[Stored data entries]

* * * * *

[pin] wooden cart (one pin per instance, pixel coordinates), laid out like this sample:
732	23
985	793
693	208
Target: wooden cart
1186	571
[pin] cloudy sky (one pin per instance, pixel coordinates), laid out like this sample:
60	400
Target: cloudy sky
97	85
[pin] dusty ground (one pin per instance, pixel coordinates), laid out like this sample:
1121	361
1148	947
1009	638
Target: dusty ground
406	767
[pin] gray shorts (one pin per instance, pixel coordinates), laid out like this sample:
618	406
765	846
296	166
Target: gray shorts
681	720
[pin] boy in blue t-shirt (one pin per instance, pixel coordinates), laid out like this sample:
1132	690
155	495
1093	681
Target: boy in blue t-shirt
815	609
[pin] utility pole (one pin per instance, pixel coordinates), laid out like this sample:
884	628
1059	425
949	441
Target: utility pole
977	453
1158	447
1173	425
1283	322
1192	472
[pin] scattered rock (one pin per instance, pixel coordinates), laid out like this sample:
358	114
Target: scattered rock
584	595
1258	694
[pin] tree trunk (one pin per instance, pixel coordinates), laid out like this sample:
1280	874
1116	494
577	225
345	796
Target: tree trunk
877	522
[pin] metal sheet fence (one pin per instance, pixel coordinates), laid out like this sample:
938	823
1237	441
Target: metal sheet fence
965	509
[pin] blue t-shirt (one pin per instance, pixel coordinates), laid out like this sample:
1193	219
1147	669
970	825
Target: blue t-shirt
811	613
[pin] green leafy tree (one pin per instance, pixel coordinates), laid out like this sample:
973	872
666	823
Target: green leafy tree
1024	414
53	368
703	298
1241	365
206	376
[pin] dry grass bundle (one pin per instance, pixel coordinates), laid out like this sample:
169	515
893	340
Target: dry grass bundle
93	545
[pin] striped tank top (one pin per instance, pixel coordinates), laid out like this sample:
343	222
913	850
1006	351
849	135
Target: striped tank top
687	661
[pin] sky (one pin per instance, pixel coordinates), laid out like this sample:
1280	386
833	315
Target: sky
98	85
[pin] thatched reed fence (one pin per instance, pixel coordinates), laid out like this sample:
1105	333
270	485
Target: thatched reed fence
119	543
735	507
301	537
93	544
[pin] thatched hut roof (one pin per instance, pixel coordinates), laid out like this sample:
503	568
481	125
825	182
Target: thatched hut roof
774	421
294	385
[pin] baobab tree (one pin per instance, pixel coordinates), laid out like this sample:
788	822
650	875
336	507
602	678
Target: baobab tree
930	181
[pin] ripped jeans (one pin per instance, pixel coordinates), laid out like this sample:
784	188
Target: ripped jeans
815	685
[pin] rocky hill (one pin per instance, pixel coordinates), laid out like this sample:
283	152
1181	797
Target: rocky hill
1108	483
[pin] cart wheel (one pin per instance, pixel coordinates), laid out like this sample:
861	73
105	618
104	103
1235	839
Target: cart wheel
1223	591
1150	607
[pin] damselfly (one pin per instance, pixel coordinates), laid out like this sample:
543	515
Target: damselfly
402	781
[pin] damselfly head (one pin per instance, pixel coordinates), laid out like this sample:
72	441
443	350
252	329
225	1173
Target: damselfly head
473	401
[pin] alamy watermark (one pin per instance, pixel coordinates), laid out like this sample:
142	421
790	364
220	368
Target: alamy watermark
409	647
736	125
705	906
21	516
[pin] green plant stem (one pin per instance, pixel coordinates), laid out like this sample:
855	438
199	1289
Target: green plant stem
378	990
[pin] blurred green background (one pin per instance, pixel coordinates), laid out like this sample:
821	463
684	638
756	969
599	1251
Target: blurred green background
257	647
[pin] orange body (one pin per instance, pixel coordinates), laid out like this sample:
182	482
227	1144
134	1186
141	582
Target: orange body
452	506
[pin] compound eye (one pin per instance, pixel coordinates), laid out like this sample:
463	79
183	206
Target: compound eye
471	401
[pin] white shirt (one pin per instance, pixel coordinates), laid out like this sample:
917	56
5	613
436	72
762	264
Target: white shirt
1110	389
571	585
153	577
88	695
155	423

* * * * *

> _The exercise_
Copy the material above line for line, with no changes.

> _Output of the task_
[pin] wooden cart (one pin per instance, pixel coordinates), laid out like this sample:
732	23
985	793
693	208
Target: wooden cart
1186	571
[pin] cloudy sky (one pin per instance, pixel coordinates), laid out like this sample:
60	400
Target: cloudy sky
97	85
[pin] dusty ground (one pin per instance, pixel coordinates), laid out like this sample:
1121	361
1148	947
1009	638
Target: dusty ground
406	767
[pin] gray shorts (one pin per instance, pixel coordinates), laid out like this sample:
618	406
765	846
296	166
Target: gray shorts
681	720
[pin] boy in blue t-shirt (one pin per instance, pixel coordinates), laid out like this sample:
1132	690
155	495
1093	681
Target: boy in blue t-shirt
815	609
[pin] utility pole (one pin per instance, pixel coordinates), laid out like this sample:
884	628
1059	425
949	441
Target: utility pole
977	453
1158	447
1173	425
1283	322
1192	472
[pin] scattered rock (one pin per instance, pixel coordinates), laid out like this sample:
358	114
Target: scattered rock
584	595
1258	694
[pin] tree trunk (one pin per instance, pixel coordinates), laid out like this sample:
1280	874
1116	494
577	225
345	796
Target: tree trunk
877	522
[pin] metal sheet fence (one pin per instance, pixel coordinates), laid out like this sample:
938	823
1237	441
Target: metal sheet fence
965	509
[pin] blue t-shirt (one pin per instance, pixel coordinates), laid out like this sample:
1193	219
1147	669
970	825
Target: blue t-shirt
811	613
[pin] green leafy tree (one pin per instance, pixel coordinates), laid out like this sample:
973	872
666	823
Target: green leafy tree
1024	414
53	368
703	298
1241	365
206	376
[pin] dry grass bundle (one pin per instance, pixel coordinates), laid out like this sample:
169	515
893	340
Target: dry grass bundle
93	545
[pin] striped tank top (one pin per instance, pixel coordinates), laid out like this sample:
343	222
913	850
1006	351
849	135
Target: striped tank top
687	661
[pin] sky (one pin per instance, pixel coordinates), laid out like this sample:
1280	386
833	315
Target: sky
98	85
[pin] thatched reed fence (one pin per instance, pixel coordinates), laid out like this sample:
1105	333
270	485
Target: thatched reed fence
119	543
735	507
301	537
93	544
[pin] thatched hut roof (one pin per instance, pixel coordinates), laid out like this sample:
503	568
481	125
825	182
Target: thatched hut roof
774	421
294	385
[pin] baobab tree (one pin per instance, pixel coordinates), laid out like this sample:
788	822
650	875
336	507
602	678
Target: baobab tree
930	181
[pin] ripped jeans (one pin per instance, pixel coordinates), laid out like this sample:
784	188
Target: ripped jeans
815	685
[pin] rocky hill (one pin per instance, pixel coordinates), laid out like this sample:
283	152
1181	797
Target: rocky hill
1108	483
[pin] cart wheel (one pin per instance, pixel coordinates), laid out like this sample:
861	73
105	618
104	103
1235	839
Target: cart wheel
1223	591
1150	607
[pin] damselfly (one pin per instance, pixel coordinates), laid out like this sample:
543	515
Target: damselfly
402	781
[pin] damselfly head (one pin per instance, pixel coordinates), laid out like this sample:
72	441
443	350
252	329
225	1173
Target: damselfly head
473	401
[pin] alamy watermark (one pin per instance, pixel coordinates), laid out like this sample:
142	421
790	364
220	368
Target: alamy watermark
409	647
736	125
705	906
21	516
[pin] green plant stem (one pin per instance, pixel coordinates), laid out like this sample:
855	438
199	1289
Target: green plant stem
378	990
[pin] blurred green background (one pin per instance, pixel coordinates), laid out like this sample:
821	463
684	638
756	969
599	1251
Target: blurred green background
257	647
[pin] orange body (one pin per instance, pixel coordinates), laid out like this sample:
182	482
227	1144
134	1186
141	582
Target: orange body
452	506
[pin] compound eye (one pin per instance, pixel coordinates), laid out like this sample:
463	79
183	206
Target: compound eye
471	401
[pin] white shirt (one pin per instance, pixel coordinates), laid out like this sample:
917	56
5	613
436	72
762	264
Target: white shirt
1110	389
571	585
153	577
88	695
155	423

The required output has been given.